**Text shown:**
The Company has hedged approximately 13% of its 2018 estimated production and has diversified its natural gas sales with a contract to sell 10,850 GJ/d in the Dawn, Ontario market. In the fourth quarter the Company’s NGTL firm service was increased to 35,000 mmcf/d at Simonette which is expected to improve netbacks by reducing the Company’s reliance on more expensive short-term transportation.
2017 Operational and Production
During the winter season of 2017/2018, Cequence has drilled and completed 3 gross (2 net) Dunvegan oil wells as follow up to the successful 2 gross (1 net) in 2016/2017. The new wells are scheduled to be producing in mid-March, 2018.
For the year ended December 31, 2017, operating costs averaged $9.29 per boe in 2017, up 9% from 2016, with operating costs up 65% in the fourth quarter to $12.91/boe. In the second half of 2017 the Company had one time expenses associated with accelerating a water handling and disposal project to reduce its surface water at the Simonette field. Total costs of the project were $1.3 million ($2.15/boe) for the fourth quarter and $3.3 million year to date ($1.36/boe). The onetime costs were associated with storing water at surface, transferring water to a water disposal well and dismantling surface tanks. During the water disposal project, 2/3rds of the Simonette field was shut-in for a week to utilize the pipeline system for water transfer. This pipeline use was conducted during a period of low gas prices. The water project was completed in December and is expected to significantly reduce ongoing water handling costs beginning in January 2018. Total operating costs for 2018 are expected to be approximately $9.50 – $10.50 per boe.
Corporate production for the three and twelve months ended December 31, 2017 averaged 6,713 boe/d and 8,139 boe/d, respectively, compared to production of 8,609 boe/d and 8,826 boe/d in 2016. Oil and liquids production for the same periods increased to 1,157 bbl/d and 1,359 bbl/d up 4% and 8% respectively.
2017 Independent Reserve Evaluation Matters
GLJ Petroleum Consultants (“GLJ”) prepared the reserves report effective December 31, 2017 (collectively referred to herein as the “GLJ Report”) for the oil, natural gas liquids and natural gas reserves attributable to the properties of Cequence. The GLJ Report was prepared in accordance with the definitions, standards and procedures contained in the Canadian Oil and Gas Evaluation Handbook and National Instrument 51-101 (“NI 51-101”). Reserves highlights of the Company include:
- Corporate reserves were 14.1 MMboe proved developed producing, 61.9 MMboe proven, and 124.2 MMboe on a proved plus probable basis.

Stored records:
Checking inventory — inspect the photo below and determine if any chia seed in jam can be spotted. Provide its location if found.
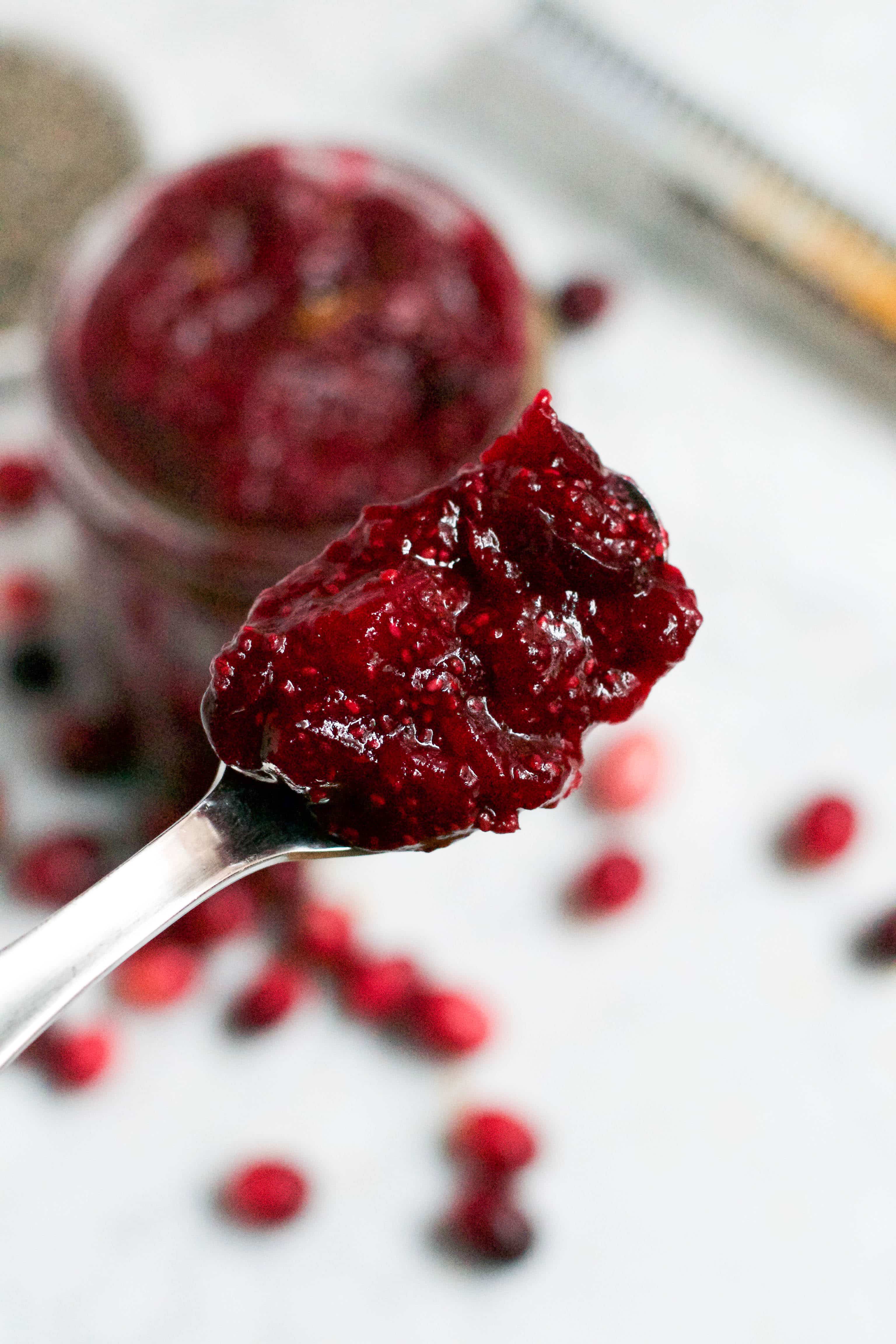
[203,393,701,849]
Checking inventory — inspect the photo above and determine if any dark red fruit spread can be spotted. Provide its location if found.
[66,146,526,530]
[203,393,700,849]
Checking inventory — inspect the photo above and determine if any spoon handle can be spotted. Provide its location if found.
[0,766,352,1068]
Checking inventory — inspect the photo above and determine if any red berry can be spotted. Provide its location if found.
[12,832,107,906]
[231,961,313,1031]
[342,957,422,1021]
[220,1161,308,1227]
[171,879,255,948]
[0,457,47,513]
[408,989,492,1055]
[785,794,857,864]
[295,900,357,969]
[556,276,610,328]
[446,1185,533,1261]
[449,1110,539,1176]
[0,573,52,630]
[36,1027,111,1087]
[111,942,199,1008]
[586,732,662,812]
[574,849,643,915]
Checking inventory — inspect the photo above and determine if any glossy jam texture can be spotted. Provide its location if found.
[66,146,526,530]
[203,393,700,849]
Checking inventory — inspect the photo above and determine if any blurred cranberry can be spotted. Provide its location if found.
[0,570,52,630]
[220,1161,308,1227]
[169,879,255,948]
[407,989,492,1055]
[449,1110,537,1176]
[231,961,314,1031]
[7,641,64,695]
[342,957,422,1021]
[294,900,357,970]
[56,710,137,776]
[12,831,109,906]
[0,456,47,516]
[572,849,643,915]
[555,276,611,329]
[36,1027,113,1087]
[586,732,662,812]
[783,794,857,866]
[111,941,199,1008]
[446,1185,533,1261]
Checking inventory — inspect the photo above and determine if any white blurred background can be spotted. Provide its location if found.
[0,0,896,1344]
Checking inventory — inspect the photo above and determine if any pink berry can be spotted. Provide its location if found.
[12,832,107,906]
[0,571,52,630]
[574,849,643,915]
[586,732,662,812]
[408,989,492,1055]
[556,276,610,328]
[449,1110,539,1176]
[231,961,313,1031]
[295,900,357,970]
[111,941,199,1008]
[220,1161,308,1227]
[56,710,137,776]
[36,1027,113,1087]
[785,794,857,864]
[446,1185,533,1261]
[342,957,422,1021]
[171,880,255,948]
[0,457,47,515]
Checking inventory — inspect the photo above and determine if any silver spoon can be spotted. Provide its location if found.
[0,765,370,1068]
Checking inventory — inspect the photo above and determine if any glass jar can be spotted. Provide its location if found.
[44,148,541,804]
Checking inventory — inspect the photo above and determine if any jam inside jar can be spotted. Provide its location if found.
[46,146,537,796]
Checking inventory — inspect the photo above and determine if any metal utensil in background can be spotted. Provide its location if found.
[437,0,896,410]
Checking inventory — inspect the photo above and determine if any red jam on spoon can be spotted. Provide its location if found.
[203,391,701,849]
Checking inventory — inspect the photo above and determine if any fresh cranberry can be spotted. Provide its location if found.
[231,961,313,1031]
[556,277,611,329]
[0,571,52,630]
[0,457,47,515]
[446,1185,533,1261]
[8,644,63,695]
[36,1027,113,1087]
[342,957,422,1021]
[408,989,492,1055]
[12,831,109,906]
[574,849,643,915]
[203,393,700,849]
[220,1161,308,1227]
[783,794,857,866]
[56,710,137,776]
[586,732,662,812]
[63,145,528,531]
[171,880,255,948]
[294,900,357,970]
[449,1110,539,1176]
[111,939,199,1008]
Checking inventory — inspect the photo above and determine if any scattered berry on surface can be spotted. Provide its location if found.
[220,1161,308,1227]
[449,1110,539,1176]
[111,941,199,1008]
[12,832,107,906]
[783,793,858,866]
[584,732,662,812]
[572,849,643,915]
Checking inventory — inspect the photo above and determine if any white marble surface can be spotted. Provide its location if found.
[0,0,896,1344]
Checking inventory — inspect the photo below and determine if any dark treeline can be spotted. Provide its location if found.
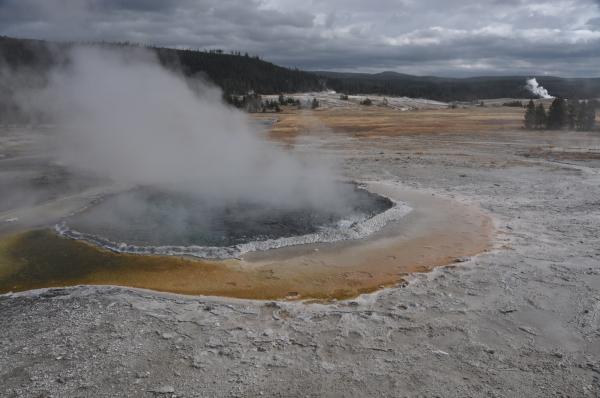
[523,98,600,131]
[316,72,600,102]
[0,36,324,122]
[0,36,600,121]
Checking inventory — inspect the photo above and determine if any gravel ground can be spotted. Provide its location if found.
[0,127,600,397]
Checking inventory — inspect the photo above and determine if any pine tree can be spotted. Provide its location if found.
[524,100,535,129]
[546,97,567,130]
[535,102,546,129]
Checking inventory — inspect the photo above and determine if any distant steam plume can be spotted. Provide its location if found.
[525,77,554,99]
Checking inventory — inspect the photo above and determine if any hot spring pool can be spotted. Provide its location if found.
[56,183,407,258]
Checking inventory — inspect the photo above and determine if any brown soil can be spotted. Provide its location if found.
[257,107,523,140]
[0,191,492,299]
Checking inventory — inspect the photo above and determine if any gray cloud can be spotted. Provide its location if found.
[0,0,600,76]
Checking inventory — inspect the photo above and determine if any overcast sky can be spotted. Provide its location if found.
[0,0,600,76]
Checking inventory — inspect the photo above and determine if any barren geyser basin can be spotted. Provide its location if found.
[0,49,492,299]
[0,0,600,398]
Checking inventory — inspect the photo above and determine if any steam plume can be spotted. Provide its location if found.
[525,77,554,99]
[23,48,350,211]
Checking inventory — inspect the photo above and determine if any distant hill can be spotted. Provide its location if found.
[314,72,600,101]
[0,36,600,120]
[0,36,323,94]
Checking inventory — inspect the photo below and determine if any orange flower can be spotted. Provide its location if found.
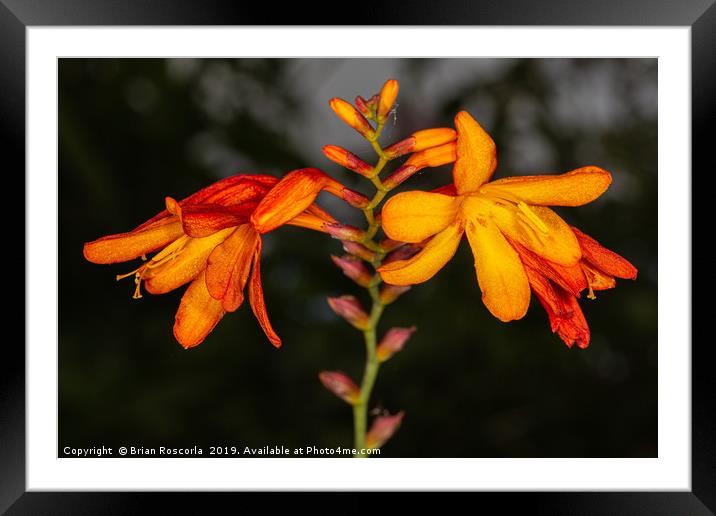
[84,169,359,348]
[379,111,628,346]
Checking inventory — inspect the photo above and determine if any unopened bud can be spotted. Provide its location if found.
[365,411,405,449]
[376,326,415,362]
[323,145,373,177]
[383,142,457,190]
[340,188,370,210]
[331,255,373,287]
[343,240,375,262]
[380,238,405,253]
[318,371,360,405]
[355,95,374,119]
[383,127,457,159]
[325,223,365,242]
[366,93,380,113]
[329,98,375,140]
[328,296,369,330]
[383,165,419,190]
[405,142,457,170]
[380,283,410,305]
[412,127,457,152]
[378,79,399,120]
[383,136,415,159]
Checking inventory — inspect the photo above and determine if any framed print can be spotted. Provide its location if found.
[0,2,716,514]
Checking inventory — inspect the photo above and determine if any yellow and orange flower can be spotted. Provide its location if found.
[379,111,636,346]
[84,168,365,348]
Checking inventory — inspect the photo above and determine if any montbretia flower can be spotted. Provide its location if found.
[84,169,360,348]
[378,111,628,348]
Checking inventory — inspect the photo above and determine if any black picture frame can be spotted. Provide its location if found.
[0,0,716,514]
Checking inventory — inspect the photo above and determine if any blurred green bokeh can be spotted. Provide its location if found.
[59,59,657,457]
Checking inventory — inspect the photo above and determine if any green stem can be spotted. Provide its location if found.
[353,123,389,458]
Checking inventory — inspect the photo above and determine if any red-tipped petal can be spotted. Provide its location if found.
[251,168,345,233]
[249,237,281,348]
[83,216,184,263]
[572,226,637,279]
[206,224,259,312]
[174,272,225,348]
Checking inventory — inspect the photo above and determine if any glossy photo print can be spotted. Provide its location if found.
[58,58,658,460]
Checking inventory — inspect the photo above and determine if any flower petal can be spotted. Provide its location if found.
[378,219,464,285]
[84,216,184,263]
[144,228,234,294]
[174,272,224,348]
[249,238,281,348]
[480,167,612,206]
[465,209,530,322]
[135,174,278,231]
[572,226,637,279]
[206,224,259,312]
[478,199,582,266]
[510,241,588,297]
[381,191,462,243]
[452,111,497,194]
[251,168,343,233]
[181,201,258,238]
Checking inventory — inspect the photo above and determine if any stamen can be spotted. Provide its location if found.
[117,235,189,299]
[517,201,549,234]
[579,261,597,299]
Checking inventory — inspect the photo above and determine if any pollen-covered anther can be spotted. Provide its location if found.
[116,236,189,299]
[517,201,549,234]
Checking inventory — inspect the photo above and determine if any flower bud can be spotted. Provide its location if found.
[383,136,415,159]
[366,93,380,113]
[376,326,415,362]
[383,142,457,190]
[318,371,360,405]
[323,145,373,177]
[365,411,405,448]
[379,283,410,305]
[412,127,457,152]
[339,188,370,210]
[342,240,375,262]
[331,255,373,287]
[380,238,405,253]
[329,98,375,140]
[325,223,365,242]
[328,296,369,330]
[377,79,399,120]
[383,127,457,159]
[355,95,374,120]
[405,142,457,170]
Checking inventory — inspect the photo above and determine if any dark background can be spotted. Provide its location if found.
[59,59,657,457]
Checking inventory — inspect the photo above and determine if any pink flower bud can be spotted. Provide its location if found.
[383,165,420,190]
[365,411,405,448]
[377,79,399,120]
[342,240,375,262]
[340,188,370,210]
[383,244,421,265]
[380,283,410,305]
[331,255,373,287]
[318,371,360,405]
[325,223,365,242]
[376,326,415,362]
[323,145,373,177]
[328,296,369,330]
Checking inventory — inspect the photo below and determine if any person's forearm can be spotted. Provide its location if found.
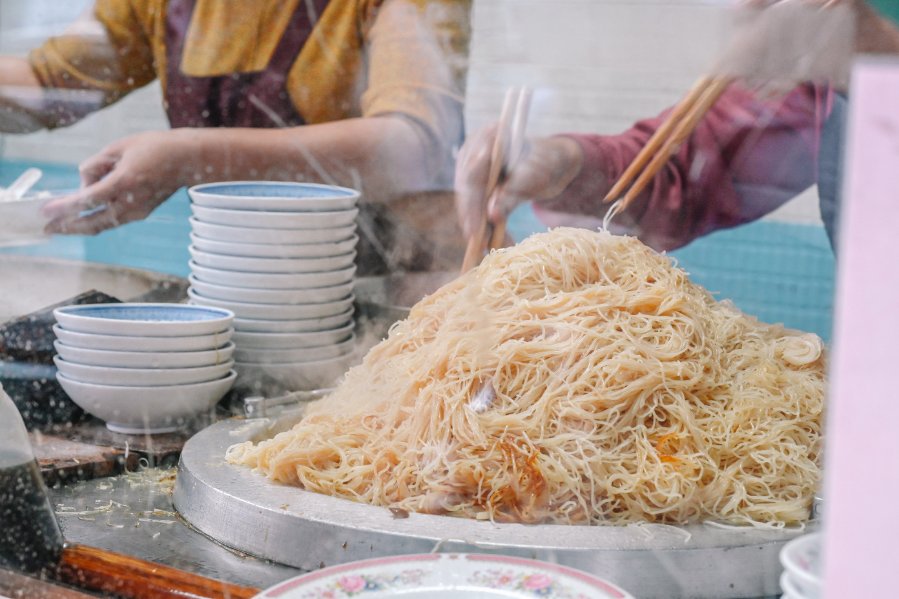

**Prompt 1:**
Answer these questions using the Cequence 2017 results text:
(a) How many gross Dunvegan oil wells did Cequence drill and complete during the 2017/2018 winter season?
(b) What were the total costs of the water handling and disposal project for the fourth quarter?
(c) Which firm prepared the reserves report effective December 31, 2017?
**Prompt 2:**
Continue the Cequence 2017 results text from its final line.

**Written reply 1:**
(a) 3 gross (2 net) Dunvegan oil wells.
(b) $1.3 million ($2.15/boe).
(c) GLJ Petroleum Consultants ("GLJ").

**Written reply 2:**
- Before production, Dunvegan oil total proved and proved plus probable reserves increased by 129% and 43% respectively to 1.9 MMboe and 3.0 MMboe.
- Dunvegan oil total proven and proven plus probable net present values at 10% discount rate are $23.8 million and $34.0 million respectively using GLJ January 1, 2018 prices
- Booked Dunvegan oil inventory is 3.5 net proven and 5.5 net proved plus probable locations.
- Decreased Montney proved reserves by 12% to 49.6 MMboe and proved plus probable reserves by 11% to 100.6 MMboe. 15 net proven Montney locations representing 8.5 MMboe were adjusted to a later drilling date moving them into a probable category. A separate 14 net proved plus probable Montney locations representing 10.3 MMboe were removed for current economic factors.
- Recognized 4 additional proved plus probable locations offsetting the Q1 2017 Montney development program.
The tables below are a summary of the oil, NGL and natural gas reserves attributable to the properties of Cequence and the net present value of future net revenue attributable to such reserves as evaluated in the GLJ Report based on forecast price and cost assumptions. The calculated NPVs include a deduction for estimated future well abandonment and reclamation costs. It should not be assumed that the estimates of future net revenues presented in the tables below represent the fair market value of the reserves. There is no assurance that the forecast prices and cost assumptions will be attained and variances could be material. The recovery and reserves estimates of Cequence’s crude oil, natural gas liquids and natural gas reserves provided herein are estimates only and there is no guarantee that the estimated reserves will be recovered. Actual crude oil, natural gas and natural gas liquids reserves may be greater than or less than the estimates provided herein.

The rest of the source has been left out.